- **O que fazer**
[1] No texto sobre educação obrigatória, passe para o inglês a frase "Milhões de crianças passam anos na escola sem aprender o básico."
[2] Cite tudo o que o texto sobre educação obrigatória aponta como prova de que a escola estatal é organizada como uma linha de produção.
[3] Repita o trecho do texto sobre educação obrigatória que vai de "Quando o estado" até "que queremos seguir?", incluindo essas duas partes.

No Brasil, a educação estatal obrigatória foi consolidada ao longo do século XX, reforçada pela Constituição de 1988 e pelo Estatuto da Criança e do Adolescente, que estabelecem a obrigatoriedade da matrícula escolar. Mas em nenhum momento se discutiu seriamente se isso significava realmente um direito da criança ou apenas uma forma de garantir ao estado o monopólio sobre a formação das futuras gerações. A escola estatal, em sua estrutura, ensina a obedecer, cumprir horário, aceitar autoridade sem questionar, bater ponto. É um treinamento para a vida de CLT, não para a vida em liberdade.
Não é coincidência que a escola estatal seja organizada como uma linha de produção: campainhas, horários fixos, provas padronizadas, currículo engessado. Tudo isso molda a mente do aluno para obedecer, não para pensar de forma autônoma. O sistema foi importado do modelo prussiano do século XIX, cujo objetivo explícito era formar soldados disciplinados e trabalhadores dóceis. O estado brasileiro apenas adaptou esse formato para produzir mão de obra barata e eleitores obedientes.
Quando o estado diz que os pais não podem educar seus filhos fora da escola estatal, ele está afirmando que desconfia de todos os pais por princípio, tratando-os como potenciais abusadores ou negligentes. Mas quem garante que o estado faz melhor? Milhões de crianças passam anos na escola sem aprender o básico. Milhares sofrem violência física e psicológica dentro das salas de aula. O estado não é responsabilizado por nada disso. Não há incentivo para melhorar, porque o monopólio é garantido por lei. Se aceitarmos essa lógica, o próximo passo natural seria entregar todas as crianças diretamente ao estado ao nascer, já que os pais seriam considerados incapazes. É esse o caminho que queremos seguir?
A liberdade de educar os filhos é um direito natural, anterior a qualquer constituição ou lei. Cada família deve ter a possibilidade de escolher a melhor forma de educar seus filhos, de acordo com seus valores, crenças e circunstâncias. Alguns escolherão escolas privadas, outros optarão pelo homeschooling, outros ainda por uma combinação de cursos livres, tutores, esportes e atividades extracurriculares. O importante é que a escolha seja livre, não imposta pelo estado.

- **Dados armazenados**
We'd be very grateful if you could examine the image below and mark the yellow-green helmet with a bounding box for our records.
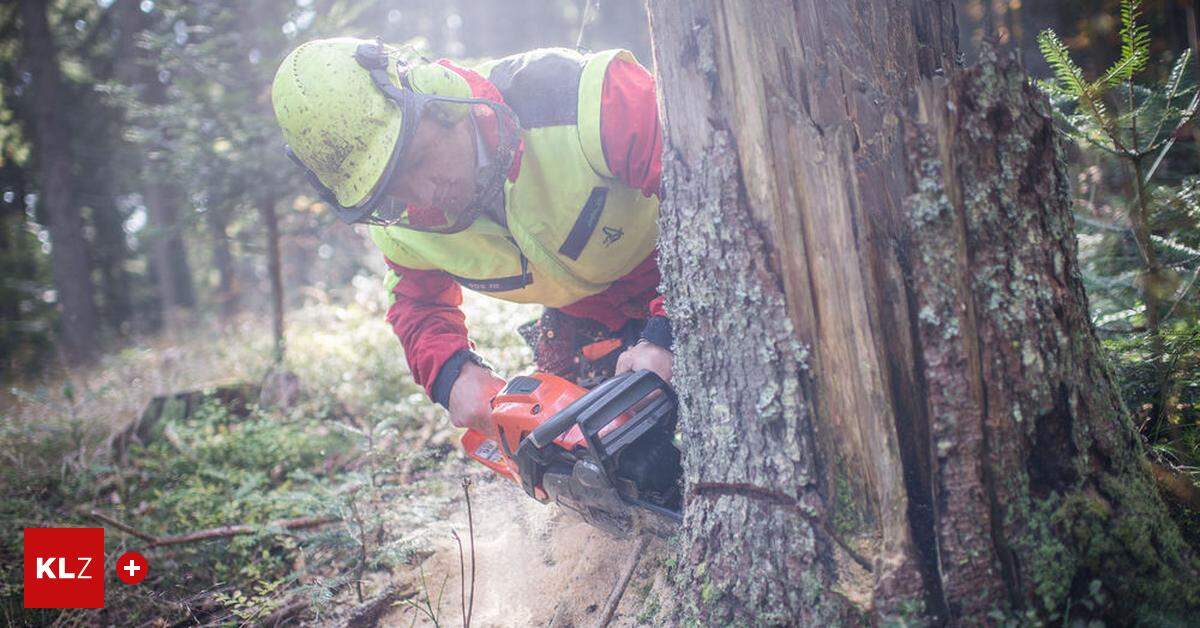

- **Respostas esperadas**
[1] Millions of children spend years in school without learning the basics.

[2]
- campainhas
- horários fixos
- provas padronizadas
- currículo engessado

[3]
Quando o estado diz que os pais não podem educar seus filhos fora da escola estatal, ele está afirmando que desconfia de todos os pais por princípio, tratando-os como potenciais abusadores ou negligentes. Mas quem garante que o estado faz melhor? Milhões de crianças passam anos na escola sem aprender o básico. Milhares sofrem violência física e psicológica dentro das salas de aula. O estado não é responsabilizado por nada disso. Não há incentivo para melhorar, porque o monopólio é garantido por lei. Se aceitarmos essa lógica, o próximo passo natural seria entregar todas as crianças diretamente ao estado ao nascer, já que os pais seriam considerados incapazes. É esse o caminho que queremos seguir?